Task goal. Scan the lines below for the word "step". Copy each line you find it in.

Stored dataset items:
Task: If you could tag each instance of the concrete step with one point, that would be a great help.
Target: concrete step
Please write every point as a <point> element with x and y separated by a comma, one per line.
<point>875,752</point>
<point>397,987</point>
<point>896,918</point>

Solution to this exercise.
Task: If you could tag each instance of the concrete step with one point, that would be a great help.
Target: concrete step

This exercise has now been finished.